Problem statement
Please report every line in the records that contains the string "strap", copying each such line in full. Matching is case-sensitive.

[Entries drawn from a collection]
========

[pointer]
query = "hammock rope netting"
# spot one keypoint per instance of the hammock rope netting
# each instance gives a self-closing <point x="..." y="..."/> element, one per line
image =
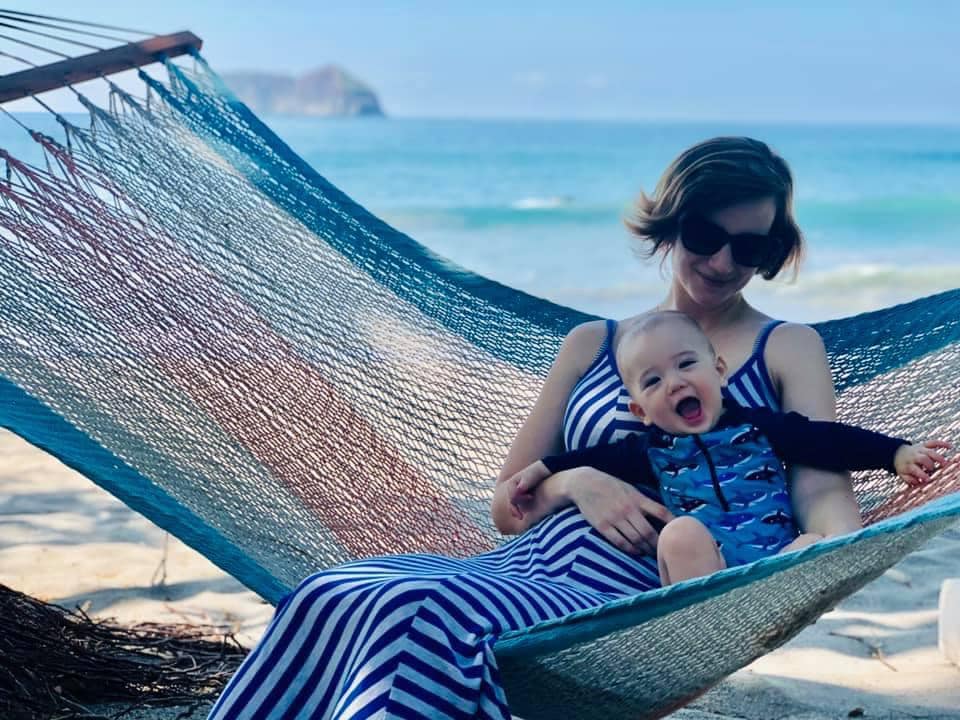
<point x="200" y="323"/>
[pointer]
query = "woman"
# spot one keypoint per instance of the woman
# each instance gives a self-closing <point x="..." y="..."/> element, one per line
<point x="710" y="205"/>
<point x="413" y="636"/>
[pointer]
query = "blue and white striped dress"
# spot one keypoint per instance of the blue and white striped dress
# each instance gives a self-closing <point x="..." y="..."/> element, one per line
<point x="411" y="636"/>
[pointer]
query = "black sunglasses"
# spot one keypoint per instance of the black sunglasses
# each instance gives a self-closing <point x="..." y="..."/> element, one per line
<point x="702" y="237"/>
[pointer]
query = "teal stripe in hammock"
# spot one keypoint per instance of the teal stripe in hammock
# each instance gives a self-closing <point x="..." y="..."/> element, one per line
<point x="455" y="297"/>
<point x="348" y="228"/>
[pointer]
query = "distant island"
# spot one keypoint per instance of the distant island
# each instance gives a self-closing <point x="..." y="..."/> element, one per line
<point x="326" y="91"/>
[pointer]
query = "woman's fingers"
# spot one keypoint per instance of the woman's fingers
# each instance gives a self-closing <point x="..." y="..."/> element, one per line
<point x="919" y="473"/>
<point x="637" y="538"/>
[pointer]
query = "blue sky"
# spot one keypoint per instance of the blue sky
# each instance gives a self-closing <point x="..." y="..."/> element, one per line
<point x="876" y="62"/>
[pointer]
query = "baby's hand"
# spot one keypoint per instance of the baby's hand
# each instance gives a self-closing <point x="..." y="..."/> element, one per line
<point x="522" y="486"/>
<point x="916" y="463"/>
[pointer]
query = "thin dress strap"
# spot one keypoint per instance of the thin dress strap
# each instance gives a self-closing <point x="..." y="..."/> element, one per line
<point x="597" y="411"/>
<point x="751" y="385"/>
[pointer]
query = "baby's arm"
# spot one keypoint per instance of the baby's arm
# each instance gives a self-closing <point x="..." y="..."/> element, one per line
<point x="837" y="446"/>
<point x="916" y="463"/>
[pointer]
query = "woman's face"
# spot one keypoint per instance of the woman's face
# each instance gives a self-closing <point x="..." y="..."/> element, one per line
<point x="713" y="280"/>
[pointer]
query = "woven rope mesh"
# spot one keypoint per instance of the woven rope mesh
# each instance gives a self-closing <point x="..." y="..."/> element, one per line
<point x="198" y="321"/>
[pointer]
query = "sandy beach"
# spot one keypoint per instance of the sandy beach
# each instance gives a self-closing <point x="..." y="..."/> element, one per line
<point x="65" y="540"/>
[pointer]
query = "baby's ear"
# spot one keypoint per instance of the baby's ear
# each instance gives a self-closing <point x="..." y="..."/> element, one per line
<point x="721" y="366"/>
<point x="637" y="411"/>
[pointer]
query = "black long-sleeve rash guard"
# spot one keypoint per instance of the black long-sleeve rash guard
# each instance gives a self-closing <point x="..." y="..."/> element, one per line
<point x="795" y="439"/>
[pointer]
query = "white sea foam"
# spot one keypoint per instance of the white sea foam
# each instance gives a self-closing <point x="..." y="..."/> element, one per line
<point x="838" y="292"/>
<point x="549" y="202"/>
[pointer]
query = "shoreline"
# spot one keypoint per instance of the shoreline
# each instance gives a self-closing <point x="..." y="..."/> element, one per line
<point x="66" y="541"/>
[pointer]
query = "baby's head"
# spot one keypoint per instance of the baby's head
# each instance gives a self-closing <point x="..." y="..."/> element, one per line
<point x="674" y="376"/>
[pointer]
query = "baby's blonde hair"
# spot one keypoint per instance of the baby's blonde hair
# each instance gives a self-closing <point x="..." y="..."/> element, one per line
<point x="644" y="324"/>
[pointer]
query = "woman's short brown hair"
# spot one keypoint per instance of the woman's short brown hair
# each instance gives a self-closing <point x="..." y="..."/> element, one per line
<point x="713" y="175"/>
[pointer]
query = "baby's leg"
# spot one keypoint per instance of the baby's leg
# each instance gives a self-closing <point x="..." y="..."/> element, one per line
<point x="802" y="541"/>
<point x="685" y="550"/>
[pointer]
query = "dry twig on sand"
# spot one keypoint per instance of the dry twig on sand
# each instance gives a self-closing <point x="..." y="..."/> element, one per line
<point x="56" y="662"/>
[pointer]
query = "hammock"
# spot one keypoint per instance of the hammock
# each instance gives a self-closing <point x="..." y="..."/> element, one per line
<point x="205" y="327"/>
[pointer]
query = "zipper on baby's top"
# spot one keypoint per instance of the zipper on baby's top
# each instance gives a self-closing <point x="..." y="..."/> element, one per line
<point x="713" y="473"/>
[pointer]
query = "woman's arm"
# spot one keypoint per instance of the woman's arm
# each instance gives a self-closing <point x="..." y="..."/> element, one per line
<point x="823" y="501"/>
<point x="616" y="509"/>
<point x="542" y="432"/>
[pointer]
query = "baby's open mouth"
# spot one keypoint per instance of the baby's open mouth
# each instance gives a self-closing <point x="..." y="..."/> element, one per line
<point x="690" y="409"/>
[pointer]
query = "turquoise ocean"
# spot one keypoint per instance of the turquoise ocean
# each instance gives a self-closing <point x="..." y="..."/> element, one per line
<point x="538" y="204"/>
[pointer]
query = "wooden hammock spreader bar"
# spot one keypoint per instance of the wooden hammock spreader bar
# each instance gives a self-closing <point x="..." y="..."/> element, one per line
<point x="87" y="67"/>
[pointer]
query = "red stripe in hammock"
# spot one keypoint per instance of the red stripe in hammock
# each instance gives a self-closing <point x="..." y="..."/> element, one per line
<point x="312" y="440"/>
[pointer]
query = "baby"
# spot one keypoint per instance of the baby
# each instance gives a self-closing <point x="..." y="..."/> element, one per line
<point x="716" y="465"/>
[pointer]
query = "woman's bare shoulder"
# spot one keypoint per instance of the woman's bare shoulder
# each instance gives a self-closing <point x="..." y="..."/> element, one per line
<point x="791" y="338"/>
<point x="796" y="359"/>
<point x="583" y="342"/>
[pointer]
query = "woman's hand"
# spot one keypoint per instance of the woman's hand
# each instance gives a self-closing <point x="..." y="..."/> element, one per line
<point x="916" y="463"/>
<point x="617" y="510"/>
<point x="522" y="487"/>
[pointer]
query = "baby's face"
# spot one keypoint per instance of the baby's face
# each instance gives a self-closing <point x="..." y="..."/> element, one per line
<point x="675" y="380"/>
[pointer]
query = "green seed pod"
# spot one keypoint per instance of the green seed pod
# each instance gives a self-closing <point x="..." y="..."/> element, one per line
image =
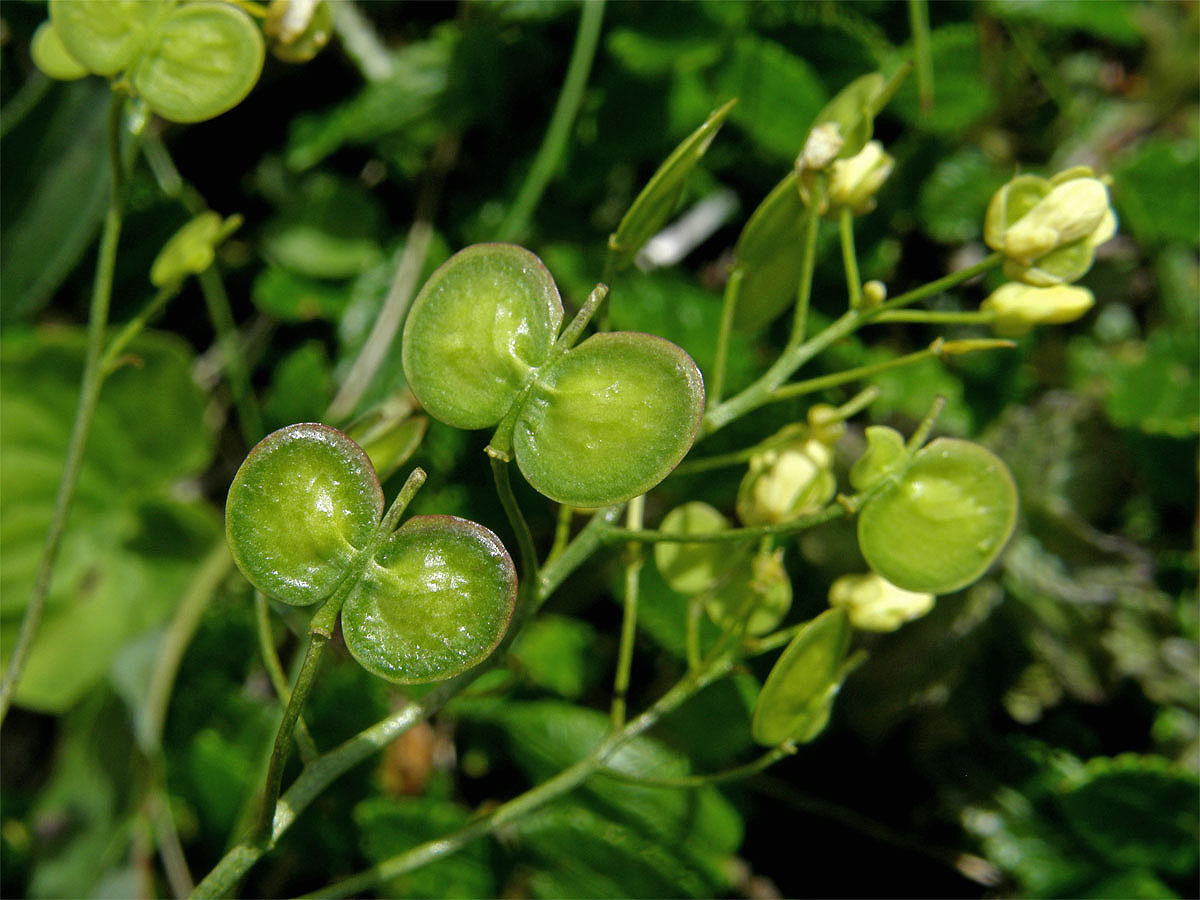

========

Full solution
query = "thin dress strap"
# spot one keypoint per instance of the thin dress strap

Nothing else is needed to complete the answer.